>> Begin

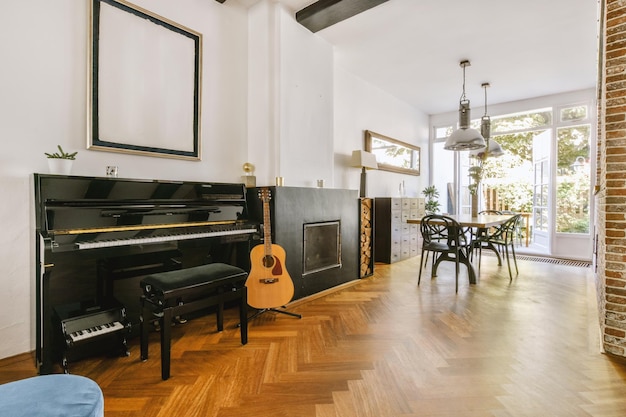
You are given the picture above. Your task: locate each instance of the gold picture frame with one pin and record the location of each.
(393, 155)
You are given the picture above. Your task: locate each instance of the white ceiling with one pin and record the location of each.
(412, 48)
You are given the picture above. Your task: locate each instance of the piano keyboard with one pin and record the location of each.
(159, 239)
(98, 330)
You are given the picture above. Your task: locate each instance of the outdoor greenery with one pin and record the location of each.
(432, 203)
(509, 178)
(61, 154)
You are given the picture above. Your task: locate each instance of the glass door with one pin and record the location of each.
(541, 191)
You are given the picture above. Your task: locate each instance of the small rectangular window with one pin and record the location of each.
(570, 114)
(443, 132)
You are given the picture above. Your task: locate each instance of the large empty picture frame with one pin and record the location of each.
(145, 82)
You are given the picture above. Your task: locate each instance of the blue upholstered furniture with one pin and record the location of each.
(52, 396)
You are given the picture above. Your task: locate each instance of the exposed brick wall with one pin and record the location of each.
(611, 195)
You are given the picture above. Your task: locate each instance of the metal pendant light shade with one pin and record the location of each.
(464, 138)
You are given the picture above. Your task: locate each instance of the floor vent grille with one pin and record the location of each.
(556, 261)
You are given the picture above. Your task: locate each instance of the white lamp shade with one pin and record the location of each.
(464, 139)
(364, 159)
(494, 150)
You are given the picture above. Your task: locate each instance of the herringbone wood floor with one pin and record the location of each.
(385, 347)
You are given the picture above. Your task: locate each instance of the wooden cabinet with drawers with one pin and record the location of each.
(395, 239)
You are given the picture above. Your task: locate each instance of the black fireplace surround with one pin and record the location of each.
(296, 212)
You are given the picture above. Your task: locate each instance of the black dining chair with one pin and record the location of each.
(446, 239)
(504, 237)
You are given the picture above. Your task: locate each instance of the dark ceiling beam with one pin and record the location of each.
(325, 13)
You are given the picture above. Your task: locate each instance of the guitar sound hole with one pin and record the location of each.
(268, 261)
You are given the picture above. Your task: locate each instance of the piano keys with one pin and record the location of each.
(93, 232)
(82, 330)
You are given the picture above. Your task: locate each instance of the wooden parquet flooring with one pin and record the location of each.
(384, 347)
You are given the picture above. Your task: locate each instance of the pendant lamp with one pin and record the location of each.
(492, 148)
(464, 138)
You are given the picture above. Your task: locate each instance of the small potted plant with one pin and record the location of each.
(60, 162)
(432, 204)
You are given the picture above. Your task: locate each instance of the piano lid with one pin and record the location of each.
(67, 204)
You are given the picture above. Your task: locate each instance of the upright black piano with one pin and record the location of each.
(92, 232)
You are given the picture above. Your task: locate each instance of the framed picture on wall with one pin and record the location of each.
(145, 82)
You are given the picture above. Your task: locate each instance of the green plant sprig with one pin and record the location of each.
(61, 154)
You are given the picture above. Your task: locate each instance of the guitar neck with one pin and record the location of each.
(267, 227)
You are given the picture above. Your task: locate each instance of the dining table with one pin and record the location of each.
(481, 221)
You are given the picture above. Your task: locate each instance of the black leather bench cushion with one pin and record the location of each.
(210, 275)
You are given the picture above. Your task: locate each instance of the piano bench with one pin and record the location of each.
(170, 294)
(52, 395)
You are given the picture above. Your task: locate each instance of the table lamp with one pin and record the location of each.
(363, 160)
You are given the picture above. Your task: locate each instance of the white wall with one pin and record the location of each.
(360, 106)
(270, 95)
(43, 103)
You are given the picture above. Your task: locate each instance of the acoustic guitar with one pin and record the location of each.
(269, 284)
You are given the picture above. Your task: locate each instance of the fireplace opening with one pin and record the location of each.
(322, 246)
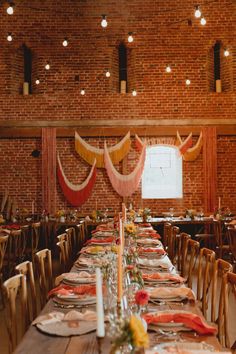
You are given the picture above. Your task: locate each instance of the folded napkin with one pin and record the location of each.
(74, 276)
(63, 289)
(149, 234)
(165, 293)
(151, 250)
(72, 315)
(101, 240)
(163, 276)
(189, 319)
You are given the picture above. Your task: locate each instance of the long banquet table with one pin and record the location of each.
(37, 342)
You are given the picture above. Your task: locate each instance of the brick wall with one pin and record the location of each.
(161, 36)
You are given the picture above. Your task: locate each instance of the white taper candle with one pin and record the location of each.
(99, 304)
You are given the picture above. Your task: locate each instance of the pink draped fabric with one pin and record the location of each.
(125, 185)
(210, 167)
(49, 169)
(76, 194)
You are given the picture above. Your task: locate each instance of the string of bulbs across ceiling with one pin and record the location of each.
(104, 23)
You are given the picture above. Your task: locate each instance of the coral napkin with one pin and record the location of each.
(101, 240)
(151, 250)
(189, 319)
(165, 293)
(163, 276)
(63, 289)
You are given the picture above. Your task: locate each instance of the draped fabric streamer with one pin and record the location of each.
(49, 169)
(76, 194)
(89, 153)
(184, 145)
(125, 185)
(189, 153)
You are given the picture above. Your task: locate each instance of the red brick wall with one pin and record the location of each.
(161, 37)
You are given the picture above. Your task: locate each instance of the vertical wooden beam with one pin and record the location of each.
(210, 168)
(49, 169)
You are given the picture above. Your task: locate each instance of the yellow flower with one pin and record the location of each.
(140, 337)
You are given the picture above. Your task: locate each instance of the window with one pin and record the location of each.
(162, 176)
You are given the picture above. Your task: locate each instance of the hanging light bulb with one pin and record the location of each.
(65, 42)
(197, 12)
(9, 37)
(10, 8)
(104, 21)
(226, 53)
(130, 37)
(203, 21)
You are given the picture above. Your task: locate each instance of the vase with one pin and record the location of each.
(62, 219)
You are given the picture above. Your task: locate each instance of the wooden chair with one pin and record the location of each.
(3, 247)
(206, 261)
(166, 234)
(63, 258)
(181, 250)
(190, 258)
(44, 271)
(172, 243)
(34, 240)
(228, 281)
(232, 243)
(26, 268)
(13, 250)
(72, 241)
(220, 268)
(16, 326)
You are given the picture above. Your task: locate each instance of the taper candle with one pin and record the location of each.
(119, 275)
(99, 304)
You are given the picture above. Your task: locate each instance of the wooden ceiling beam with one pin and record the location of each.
(27, 129)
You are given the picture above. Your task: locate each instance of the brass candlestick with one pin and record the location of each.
(99, 344)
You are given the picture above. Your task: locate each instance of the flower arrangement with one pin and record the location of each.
(145, 213)
(131, 215)
(60, 213)
(133, 333)
(130, 229)
(141, 297)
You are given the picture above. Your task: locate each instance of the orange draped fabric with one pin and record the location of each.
(210, 167)
(49, 163)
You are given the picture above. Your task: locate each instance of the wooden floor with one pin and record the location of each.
(232, 322)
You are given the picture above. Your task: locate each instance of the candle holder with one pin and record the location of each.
(99, 344)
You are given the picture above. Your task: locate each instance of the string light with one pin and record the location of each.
(197, 12)
(203, 21)
(168, 69)
(226, 53)
(10, 8)
(130, 37)
(9, 37)
(65, 42)
(104, 21)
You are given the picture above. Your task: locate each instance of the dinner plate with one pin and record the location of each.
(68, 328)
(75, 301)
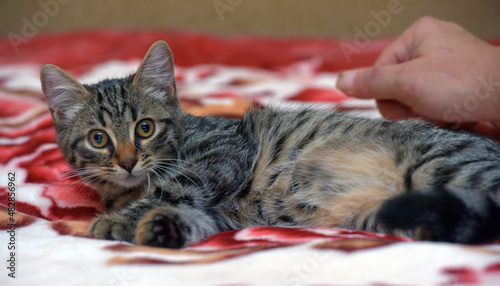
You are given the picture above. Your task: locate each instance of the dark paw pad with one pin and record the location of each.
(160, 230)
(438, 216)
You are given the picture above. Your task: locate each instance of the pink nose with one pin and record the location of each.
(128, 163)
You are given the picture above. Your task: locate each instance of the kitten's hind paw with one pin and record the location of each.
(111, 227)
(437, 216)
(161, 227)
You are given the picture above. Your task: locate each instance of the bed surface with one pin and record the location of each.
(215, 76)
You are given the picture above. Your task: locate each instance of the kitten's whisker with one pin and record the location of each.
(161, 183)
(167, 169)
(183, 168)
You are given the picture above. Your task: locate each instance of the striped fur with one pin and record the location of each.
(197, 176)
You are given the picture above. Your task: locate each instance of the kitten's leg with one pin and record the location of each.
(174, 227)
(149, 221)
(121, 225)
(440, 215)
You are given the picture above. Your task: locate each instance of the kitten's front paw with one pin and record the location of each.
(111, 227)
(161, 227)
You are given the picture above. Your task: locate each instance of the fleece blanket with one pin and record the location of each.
(44, 213)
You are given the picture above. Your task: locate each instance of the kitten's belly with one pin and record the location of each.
(330, 183)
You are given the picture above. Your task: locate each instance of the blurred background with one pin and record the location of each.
(300, 18)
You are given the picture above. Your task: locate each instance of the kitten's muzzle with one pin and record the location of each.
(128, 164)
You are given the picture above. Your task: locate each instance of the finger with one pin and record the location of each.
(382, 82)
(394, 110)
(399, 51)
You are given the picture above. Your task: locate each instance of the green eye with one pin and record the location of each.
(98, 138)
(145, 128)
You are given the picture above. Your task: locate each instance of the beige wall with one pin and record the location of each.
(263, 17)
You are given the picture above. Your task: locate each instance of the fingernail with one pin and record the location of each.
(345, 81)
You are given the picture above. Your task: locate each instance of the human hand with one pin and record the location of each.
(435, 70)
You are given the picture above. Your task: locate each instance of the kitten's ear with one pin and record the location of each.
(155, 75)
(64, 95)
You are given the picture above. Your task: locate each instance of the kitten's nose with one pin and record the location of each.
(128, 163)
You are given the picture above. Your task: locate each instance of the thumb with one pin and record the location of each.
(378, 82)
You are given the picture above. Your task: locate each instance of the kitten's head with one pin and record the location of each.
(118, 131)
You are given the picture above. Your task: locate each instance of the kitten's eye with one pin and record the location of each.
(98, 138)
(145, 128)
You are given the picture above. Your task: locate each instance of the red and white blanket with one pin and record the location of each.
(44, 215)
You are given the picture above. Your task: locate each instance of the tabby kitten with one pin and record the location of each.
(171, 179)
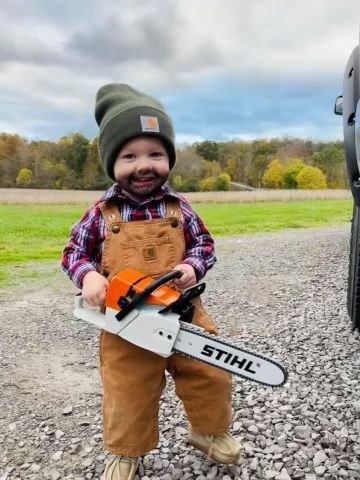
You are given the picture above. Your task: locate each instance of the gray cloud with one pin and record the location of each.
(54, 55)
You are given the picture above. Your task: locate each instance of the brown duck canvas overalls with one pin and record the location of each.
(133, 378)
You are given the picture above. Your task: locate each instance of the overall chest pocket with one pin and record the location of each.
(152, 256)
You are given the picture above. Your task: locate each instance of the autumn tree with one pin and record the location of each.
(273, 176)
(310, 178)
(208, 149)
(24, 177)
(331, 159)
(290, 172)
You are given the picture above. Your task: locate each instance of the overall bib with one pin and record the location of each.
(133, 378)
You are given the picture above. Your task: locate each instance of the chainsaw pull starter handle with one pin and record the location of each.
(141, 296)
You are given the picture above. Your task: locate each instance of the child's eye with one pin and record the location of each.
(128, 156)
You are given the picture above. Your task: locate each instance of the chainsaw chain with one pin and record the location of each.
(196, 331)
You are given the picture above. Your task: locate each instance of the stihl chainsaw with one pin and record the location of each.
(157, 317)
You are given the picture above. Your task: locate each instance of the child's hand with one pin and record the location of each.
(94, 288)
(188, 278)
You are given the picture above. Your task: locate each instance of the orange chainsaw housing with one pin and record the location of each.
(129, 282)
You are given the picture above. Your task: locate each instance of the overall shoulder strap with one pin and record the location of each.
(110, 212)
(172, 206)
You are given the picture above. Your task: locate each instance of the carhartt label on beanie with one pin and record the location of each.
(122, 113)
(149, 124)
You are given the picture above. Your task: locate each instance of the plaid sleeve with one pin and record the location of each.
(82, 253)
(200, 249)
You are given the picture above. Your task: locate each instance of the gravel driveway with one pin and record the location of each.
(283, 294)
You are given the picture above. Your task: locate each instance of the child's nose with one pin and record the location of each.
(143, 162)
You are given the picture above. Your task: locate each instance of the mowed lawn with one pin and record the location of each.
(33, 233)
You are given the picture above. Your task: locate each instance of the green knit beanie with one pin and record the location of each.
(123, 113)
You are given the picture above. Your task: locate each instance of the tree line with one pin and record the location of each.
(72, 162)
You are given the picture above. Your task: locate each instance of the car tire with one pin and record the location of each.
(353, 295)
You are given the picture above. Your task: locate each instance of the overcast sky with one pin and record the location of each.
(224, 69)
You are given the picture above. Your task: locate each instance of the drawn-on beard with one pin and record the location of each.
(141, 185)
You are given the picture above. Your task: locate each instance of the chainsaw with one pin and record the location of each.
(155, 316)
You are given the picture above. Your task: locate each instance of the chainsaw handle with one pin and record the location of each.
(139, 297)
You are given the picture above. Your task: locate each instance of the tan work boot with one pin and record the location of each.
(120, 467)
(220, 448)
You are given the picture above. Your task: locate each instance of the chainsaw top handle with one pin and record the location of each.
(141, 296)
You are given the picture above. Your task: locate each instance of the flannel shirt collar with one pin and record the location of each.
(115, 192)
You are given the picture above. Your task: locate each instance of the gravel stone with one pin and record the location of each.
(281, 294)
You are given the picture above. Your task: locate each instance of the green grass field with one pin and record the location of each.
(33, 233)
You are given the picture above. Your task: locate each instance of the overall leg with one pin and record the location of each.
(133, 380)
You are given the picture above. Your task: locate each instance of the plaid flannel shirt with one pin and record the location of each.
(83, 251)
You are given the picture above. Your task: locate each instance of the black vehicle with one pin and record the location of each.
(348, 105)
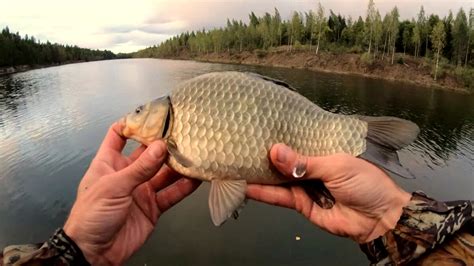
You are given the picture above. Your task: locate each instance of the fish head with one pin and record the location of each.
(148, 122)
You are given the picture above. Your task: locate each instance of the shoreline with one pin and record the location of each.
(4, 71)
(412, 71)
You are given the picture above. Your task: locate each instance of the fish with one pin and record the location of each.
(219, 127)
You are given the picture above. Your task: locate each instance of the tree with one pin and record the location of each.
(276, 27)
(406, 37)
(370, 23)
(460, 36)
(422, 29)
(321, 25)
(296, 29)
(437, 39)
(309, 27)
(394, 29)
(378, 32)
(470, 35)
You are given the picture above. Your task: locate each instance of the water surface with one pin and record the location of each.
(52, 121)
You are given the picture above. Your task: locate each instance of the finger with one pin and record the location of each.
(113, 140)
(143, 169)
(294, 166)
(273, 195)
(173, 194)
(137, 152)
(165, 177)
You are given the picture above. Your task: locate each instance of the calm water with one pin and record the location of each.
(52, 121)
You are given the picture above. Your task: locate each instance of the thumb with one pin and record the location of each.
(143, 168)
(295, 166)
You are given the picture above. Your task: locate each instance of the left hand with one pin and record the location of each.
(120, 199)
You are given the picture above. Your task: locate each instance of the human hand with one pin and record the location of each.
(120, 199)
(368, 202)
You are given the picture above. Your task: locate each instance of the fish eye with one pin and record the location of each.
(139, 109)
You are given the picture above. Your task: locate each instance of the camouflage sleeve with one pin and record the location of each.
(59, 250)
(428, 231)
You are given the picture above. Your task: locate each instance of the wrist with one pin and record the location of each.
(87, 250)
(391, 216)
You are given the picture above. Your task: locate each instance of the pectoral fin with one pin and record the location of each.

>> End

* _What you will do_
Which lines run from the one containing "the fish eye" to the end of the entries above? Quote exactly those, and only those.

* _Exercise answer_
You are given the picture above. Your task: locate each instance of the fish eye with one pin and record the location of each.
(139, 109)
You are given the picture above. Your task: locate each instance of the camouflage sleeve with one pin and record the location of each.
(59, 250)
(428, 231)
You are given the picture above. Your task: locate each instance of the wrist with one pin and record the location of each.
(87, 250)
(391, 216)
You are given the picture above. Your task: locate each instance of the pectoral fin with one pin and record the location of each.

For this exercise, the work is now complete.